* YOUR OBJECTIVE *
Reproduce the listing below word for word, leaving out the pictures.
>> start RECORDS SUPPLIED
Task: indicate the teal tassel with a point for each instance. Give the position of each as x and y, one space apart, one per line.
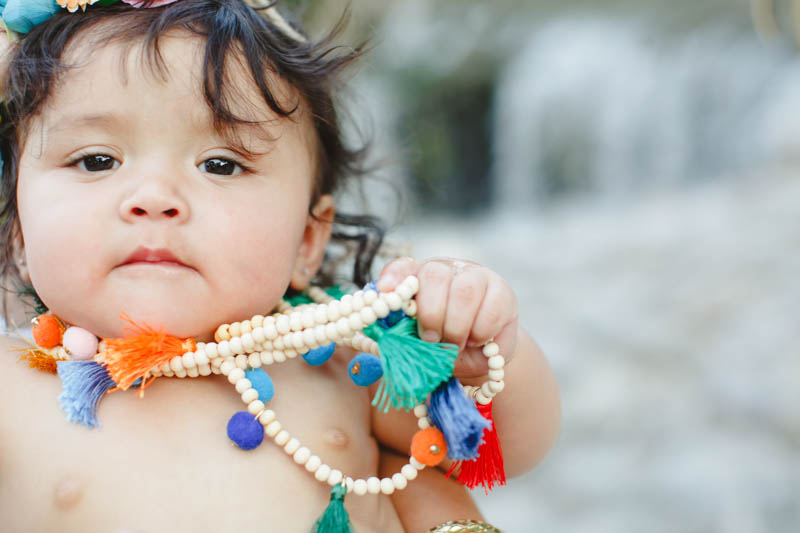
335 518
412 368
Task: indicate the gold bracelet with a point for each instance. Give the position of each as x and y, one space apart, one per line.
465 526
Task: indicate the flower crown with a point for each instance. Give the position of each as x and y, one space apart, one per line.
20 16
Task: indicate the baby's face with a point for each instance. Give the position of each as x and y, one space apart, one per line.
129 201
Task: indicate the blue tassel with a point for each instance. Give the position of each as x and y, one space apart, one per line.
457 417
84 383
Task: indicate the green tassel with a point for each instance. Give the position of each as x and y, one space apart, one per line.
412 368
334 519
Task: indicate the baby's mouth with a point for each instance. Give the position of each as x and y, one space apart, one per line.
161 257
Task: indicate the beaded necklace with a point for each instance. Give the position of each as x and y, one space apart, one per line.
454 420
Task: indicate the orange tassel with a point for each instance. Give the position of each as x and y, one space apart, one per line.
40 360
487 469
133 356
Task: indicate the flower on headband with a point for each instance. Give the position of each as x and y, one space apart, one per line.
21 15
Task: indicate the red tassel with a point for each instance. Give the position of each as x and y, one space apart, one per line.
133 356
486 469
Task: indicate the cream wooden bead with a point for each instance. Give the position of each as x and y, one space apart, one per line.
334 313
497 375
309 338
254 360
409 472
399 481
176 364
387 487
331 331
355 322
368 315
416 464
360 486
358 301
296 321
235 345
482 399
302 455
373 485
188 360
273 428
381 308
222 333
282 324
346 304
267 417
255 407
335 478
323 472
496 362
392 300
227 366
248 395
291 446
270 330
491 349
313 463
211 350
248 342
235 375
497 386
282 437
308 319
224 349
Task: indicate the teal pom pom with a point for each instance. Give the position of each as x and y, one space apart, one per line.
261 381
335 518
412 368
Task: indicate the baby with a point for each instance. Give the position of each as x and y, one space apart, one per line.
174 162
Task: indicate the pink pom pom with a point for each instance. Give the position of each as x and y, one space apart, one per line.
80 344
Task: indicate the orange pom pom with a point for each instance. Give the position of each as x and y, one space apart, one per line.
132 357
47 331
428 446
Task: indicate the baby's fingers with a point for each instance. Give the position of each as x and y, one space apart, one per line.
395 272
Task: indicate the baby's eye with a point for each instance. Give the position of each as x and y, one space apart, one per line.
220 166
97 163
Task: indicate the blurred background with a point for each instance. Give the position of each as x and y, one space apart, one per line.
632 168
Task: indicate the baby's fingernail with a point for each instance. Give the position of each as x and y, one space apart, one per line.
430 336
387 282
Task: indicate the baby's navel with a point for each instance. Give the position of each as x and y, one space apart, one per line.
336 437
67 492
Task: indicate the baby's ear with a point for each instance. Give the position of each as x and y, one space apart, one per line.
315 239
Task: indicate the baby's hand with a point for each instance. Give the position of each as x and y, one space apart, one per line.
462 303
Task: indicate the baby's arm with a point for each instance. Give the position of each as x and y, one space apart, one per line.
467 304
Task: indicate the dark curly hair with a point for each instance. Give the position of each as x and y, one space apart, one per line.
313 68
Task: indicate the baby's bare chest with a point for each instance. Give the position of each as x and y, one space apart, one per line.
164 462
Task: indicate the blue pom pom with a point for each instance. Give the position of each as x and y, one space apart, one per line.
262 383
245 431
318 356
457 417
367 372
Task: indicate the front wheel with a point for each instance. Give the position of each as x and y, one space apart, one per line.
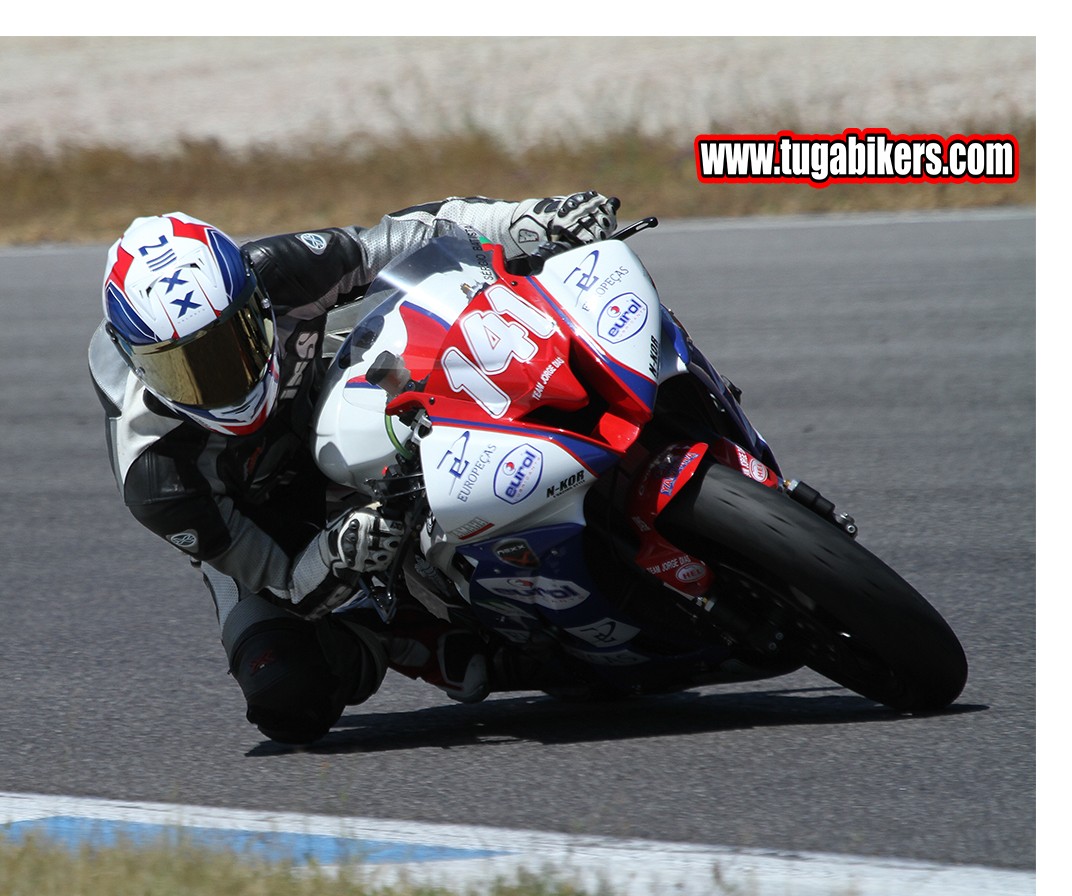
848 614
>> end RECORDS SUPPLIED
* THE RESPONSE *
Task: indicate the teal tassel with a point for each instance. Give the position of each as x and y, one space apart, one per line.
335 518
412 368
Task: indicate the gold bracelet with a point for each instance. Give the position of each as x and y, one space apart, one per line.
465 526
Task: indicate the flower crown with a point for each instance. Give the position of each as x and y, one space apart, one per line.
20 16
Task: indicate the baby's face with a point for each instance. Give the position of each as x and y, one space apart, one per line.
129 201
Task: indicate the blue tassel with a point for each instance. Give the position of each as x and y, one space apart, one per line.
457 417
84 383
Task: indicate the green tassel with a point for each instance. Give the position of each as x and y, one space apart, one per line.
412 368
334 519
Task: indicate the baby's mouth with a point for each instance. Give the position of each as x and y, one space apart, one per line.
161 257
Task: indicate the beaded necklace with a point for each instance. Give the position of each as x and y, one space apart, one per line.
454 420
Task: indicate the orange tassel with a point for each instance. Give the position of each as x and y, one space apart, one per line.
40 360
487 469
133 356
Task: indicate the flower on headband with a point for each instance. Give the position of each as x and y, one space apart, one per line.
21 15
Task: indicate the red tassel with a point for each instance. Give the position of each as x and y, one space apart, one per line.
133 356
486 469
Task: indicate the cream wooden bead with a point for each instance. Give the position of each as x and y, one space apart, one per line.
334 313
497 375
309 338
254 360
409 472
399 481
176 364
387 487
331 331
355 322
368 315
416 464
360 486
358 301
296 321
235 345
482 399
302 455
373 485
188 360
273 428
381 308
222 333
282 324
346 304
267 417
255 407
335 478
323 472
496 362
392 300
227 366
248 395
291 446
270 330
491 349
313 463
211 350
248 342
235 375
497 386
282 437
308 319
224 349
Task: indicate the teal pom pom with a point for each instance. Give the position of each as x and y, one space apart, one per line.
261 381
335 518
412 368
Task: indicate the baby with a point for each instance. Give the position of each as x and y, one space apart, one per line.
174 162
Task: indicate the pink pom pom with a point for each instance. Give the position of each as x and y, one space apart, one per line.
80 344
Task: indicate the orange pom pom with a point for each instance. Give the position of each as x and y, one space apart, one per line.
132 357
47 331
428 446
Task: indicate the baby's fingers with a point for each instance. Give the position of each as x and y, one space apart, one per line.
395 272
Task: indicate the baby's eye with a point for each instance. Give the position of each as x and y, one space apart, one per line.
220 166
97 163
Task: indicate the blurred background with a point for each instance. Give the position of each as x and y, one space apart, one per line.
632 168
Task: indicate the baby's fingernail with a point for each instance. Give the position of each as x and y, one space apart, one per line.
430 336
387 282
Task: indicate the baby's navel with a point for each instance. Give the position of each as x and y, one space apart, one per line.
336 437
67 492
Task: indicate the baby's ear with a point for each instance. Give the position of each as x and y, one space apart, one per line.
315 239
Task: indicate the baby's hand with a point for each instance. Give the position of each as x and y, one space apart, one per line.
462 303
Task: indicate the baby's arm with a point for each instance. Give the position of each as x and y, one space apart, one per line.
467 304
Task: indicate the dark curly hair with a point for each instance. Give the position of each as x and y, one space apart, one per line.
313 68
Task: indicate the baby's bare chest with a point for each instance. Give the position of each as x and y, one space apart, one per line.
164 462
Task: indicate the blue pom pom with a point for each instance. Give the position of each as x and y, one space apart, one per line.
262 383
245 431
318 356
457 417
367 372
Task: indicate the front wheel with a point for each instance. Give the position of each as x and y, one space apart, one per line.
848 614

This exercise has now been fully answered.